Aim:
Please list each line of the material below that contains the string "cloud". Matches are case-sensitive.

-- start of Raw records --

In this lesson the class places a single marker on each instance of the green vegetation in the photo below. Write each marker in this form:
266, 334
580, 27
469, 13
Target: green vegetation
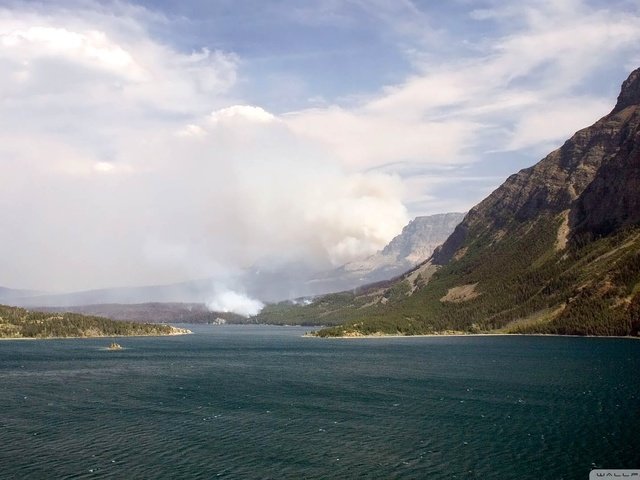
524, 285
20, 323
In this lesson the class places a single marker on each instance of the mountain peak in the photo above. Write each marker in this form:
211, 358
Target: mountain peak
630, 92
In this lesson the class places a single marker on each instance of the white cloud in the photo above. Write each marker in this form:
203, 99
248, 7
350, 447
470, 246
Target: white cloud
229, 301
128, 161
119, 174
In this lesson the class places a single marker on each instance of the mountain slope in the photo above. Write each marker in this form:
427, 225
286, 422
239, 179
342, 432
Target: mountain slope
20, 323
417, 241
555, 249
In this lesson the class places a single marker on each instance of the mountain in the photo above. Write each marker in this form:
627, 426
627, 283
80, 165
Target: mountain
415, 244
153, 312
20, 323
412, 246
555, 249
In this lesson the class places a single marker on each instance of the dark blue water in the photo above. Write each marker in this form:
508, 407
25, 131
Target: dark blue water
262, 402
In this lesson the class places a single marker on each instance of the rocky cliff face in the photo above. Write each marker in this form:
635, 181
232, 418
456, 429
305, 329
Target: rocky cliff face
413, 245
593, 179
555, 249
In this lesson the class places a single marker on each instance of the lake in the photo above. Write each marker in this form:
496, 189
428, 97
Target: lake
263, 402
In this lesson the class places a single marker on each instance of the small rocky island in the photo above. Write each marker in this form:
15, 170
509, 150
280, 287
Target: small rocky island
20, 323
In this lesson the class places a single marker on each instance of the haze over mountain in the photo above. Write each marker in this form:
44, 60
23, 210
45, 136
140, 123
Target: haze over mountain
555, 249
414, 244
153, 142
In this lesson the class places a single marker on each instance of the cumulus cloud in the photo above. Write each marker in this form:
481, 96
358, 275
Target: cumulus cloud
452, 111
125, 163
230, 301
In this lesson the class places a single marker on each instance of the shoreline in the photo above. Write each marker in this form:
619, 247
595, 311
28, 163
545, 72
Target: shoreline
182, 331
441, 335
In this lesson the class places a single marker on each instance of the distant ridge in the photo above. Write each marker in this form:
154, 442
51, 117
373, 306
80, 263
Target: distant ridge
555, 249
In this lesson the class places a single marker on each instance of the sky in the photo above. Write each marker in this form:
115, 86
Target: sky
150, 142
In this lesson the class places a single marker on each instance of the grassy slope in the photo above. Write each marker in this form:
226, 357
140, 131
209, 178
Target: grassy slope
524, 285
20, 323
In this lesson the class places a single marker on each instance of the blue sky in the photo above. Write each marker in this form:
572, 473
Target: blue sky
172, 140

-- end of Raw records --
-- start of Raw records --

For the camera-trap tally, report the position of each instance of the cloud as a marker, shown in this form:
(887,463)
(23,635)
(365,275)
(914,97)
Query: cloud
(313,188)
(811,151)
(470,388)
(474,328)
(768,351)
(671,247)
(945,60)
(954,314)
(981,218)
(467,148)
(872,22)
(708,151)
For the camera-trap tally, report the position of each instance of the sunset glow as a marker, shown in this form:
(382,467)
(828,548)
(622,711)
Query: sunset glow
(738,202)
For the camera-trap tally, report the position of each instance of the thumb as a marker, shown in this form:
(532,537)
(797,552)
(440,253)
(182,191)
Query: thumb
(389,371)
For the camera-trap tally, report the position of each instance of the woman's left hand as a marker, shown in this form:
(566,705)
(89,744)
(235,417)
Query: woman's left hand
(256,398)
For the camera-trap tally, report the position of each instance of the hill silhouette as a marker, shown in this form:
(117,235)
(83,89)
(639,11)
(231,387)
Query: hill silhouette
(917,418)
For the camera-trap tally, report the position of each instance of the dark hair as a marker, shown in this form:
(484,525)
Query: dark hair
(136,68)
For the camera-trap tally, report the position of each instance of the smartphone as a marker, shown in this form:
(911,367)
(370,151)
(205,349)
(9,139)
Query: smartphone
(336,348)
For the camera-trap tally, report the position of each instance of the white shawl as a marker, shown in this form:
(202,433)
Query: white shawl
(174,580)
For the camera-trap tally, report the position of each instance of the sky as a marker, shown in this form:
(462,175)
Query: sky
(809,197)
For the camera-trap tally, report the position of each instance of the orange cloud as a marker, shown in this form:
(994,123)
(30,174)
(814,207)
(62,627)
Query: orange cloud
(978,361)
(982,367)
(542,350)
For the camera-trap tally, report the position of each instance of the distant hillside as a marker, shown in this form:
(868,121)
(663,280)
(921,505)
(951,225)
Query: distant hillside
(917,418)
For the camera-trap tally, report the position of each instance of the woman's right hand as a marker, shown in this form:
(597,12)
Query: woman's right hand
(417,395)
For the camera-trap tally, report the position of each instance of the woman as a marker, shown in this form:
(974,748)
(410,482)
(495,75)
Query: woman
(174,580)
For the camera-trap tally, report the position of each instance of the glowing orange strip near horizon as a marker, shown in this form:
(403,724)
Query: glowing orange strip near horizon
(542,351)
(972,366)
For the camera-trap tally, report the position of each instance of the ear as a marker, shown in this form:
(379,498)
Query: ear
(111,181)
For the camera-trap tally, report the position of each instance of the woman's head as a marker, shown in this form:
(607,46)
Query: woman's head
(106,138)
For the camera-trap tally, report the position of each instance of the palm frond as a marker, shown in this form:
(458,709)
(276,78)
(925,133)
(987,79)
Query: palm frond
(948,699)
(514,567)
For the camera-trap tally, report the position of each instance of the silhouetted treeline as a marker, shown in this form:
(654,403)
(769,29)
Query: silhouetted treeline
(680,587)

-- end of Raw records --
-- start of Raw records --

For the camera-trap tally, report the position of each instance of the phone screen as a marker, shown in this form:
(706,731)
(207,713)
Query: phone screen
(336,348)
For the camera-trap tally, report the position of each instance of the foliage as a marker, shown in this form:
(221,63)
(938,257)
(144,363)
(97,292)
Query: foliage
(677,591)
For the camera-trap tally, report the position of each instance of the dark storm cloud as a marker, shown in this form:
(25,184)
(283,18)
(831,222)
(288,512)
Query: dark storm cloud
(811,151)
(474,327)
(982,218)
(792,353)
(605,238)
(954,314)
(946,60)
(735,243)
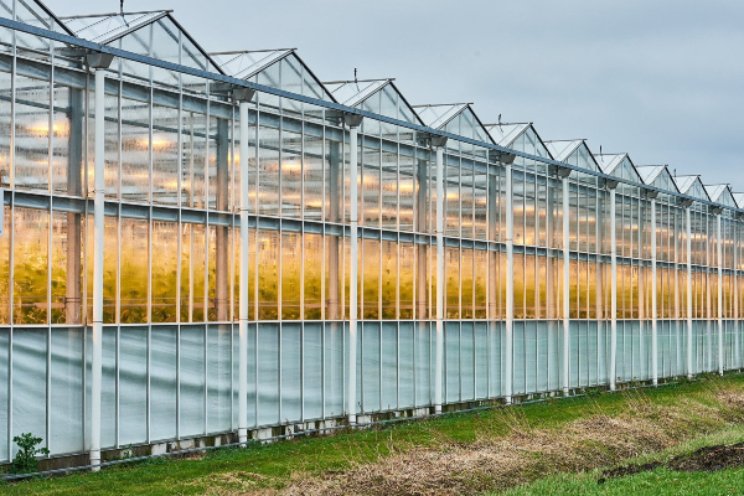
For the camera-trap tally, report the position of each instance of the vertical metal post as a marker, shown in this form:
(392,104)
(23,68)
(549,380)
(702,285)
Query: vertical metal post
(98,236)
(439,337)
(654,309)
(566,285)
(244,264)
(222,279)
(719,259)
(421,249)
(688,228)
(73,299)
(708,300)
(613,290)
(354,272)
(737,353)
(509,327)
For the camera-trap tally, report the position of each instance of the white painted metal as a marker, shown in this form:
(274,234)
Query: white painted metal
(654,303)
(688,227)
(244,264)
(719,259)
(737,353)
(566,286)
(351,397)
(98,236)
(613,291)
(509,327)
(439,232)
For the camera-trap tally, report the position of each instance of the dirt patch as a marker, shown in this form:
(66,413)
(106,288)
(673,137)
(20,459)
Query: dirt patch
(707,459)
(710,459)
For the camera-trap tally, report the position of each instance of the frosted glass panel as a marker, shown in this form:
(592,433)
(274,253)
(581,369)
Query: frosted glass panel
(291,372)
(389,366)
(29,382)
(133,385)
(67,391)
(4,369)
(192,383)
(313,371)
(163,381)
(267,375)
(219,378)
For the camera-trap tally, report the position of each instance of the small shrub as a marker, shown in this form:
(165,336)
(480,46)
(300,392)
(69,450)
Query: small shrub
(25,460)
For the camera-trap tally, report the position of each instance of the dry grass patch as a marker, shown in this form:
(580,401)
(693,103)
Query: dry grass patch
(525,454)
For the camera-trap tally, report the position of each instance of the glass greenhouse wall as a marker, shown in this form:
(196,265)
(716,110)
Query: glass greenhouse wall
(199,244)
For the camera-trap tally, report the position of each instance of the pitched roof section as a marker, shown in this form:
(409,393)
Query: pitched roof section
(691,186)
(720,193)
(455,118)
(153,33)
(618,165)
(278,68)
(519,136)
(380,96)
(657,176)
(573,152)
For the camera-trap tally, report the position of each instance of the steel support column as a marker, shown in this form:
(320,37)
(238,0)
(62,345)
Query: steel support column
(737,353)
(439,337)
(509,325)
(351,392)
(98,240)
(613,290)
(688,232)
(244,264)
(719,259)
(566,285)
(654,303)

-- end of Raw records --

Written solution:
In this lesson the class places a single marker on each instance of the white cloud in the photo above. Write each marker in this form:
Target: white cloud
In this lesson the class places a single marker on each instance of the cumulus cloud in the photo above. Write each marker in this form:
Target: cumulus cloud
For the camera-trap tally, report the position of each instance of the cloud as a marker, shown in this form:
Query: cloud
For the camera-trap tally, report the position of each instance of the orange cloud as a marker, shown in this form:
Query: orange cloud
For the camera-trap tally, report the position of each instance of the dark storm cloud as a marker, shown in this form:
Query: dark storm cloud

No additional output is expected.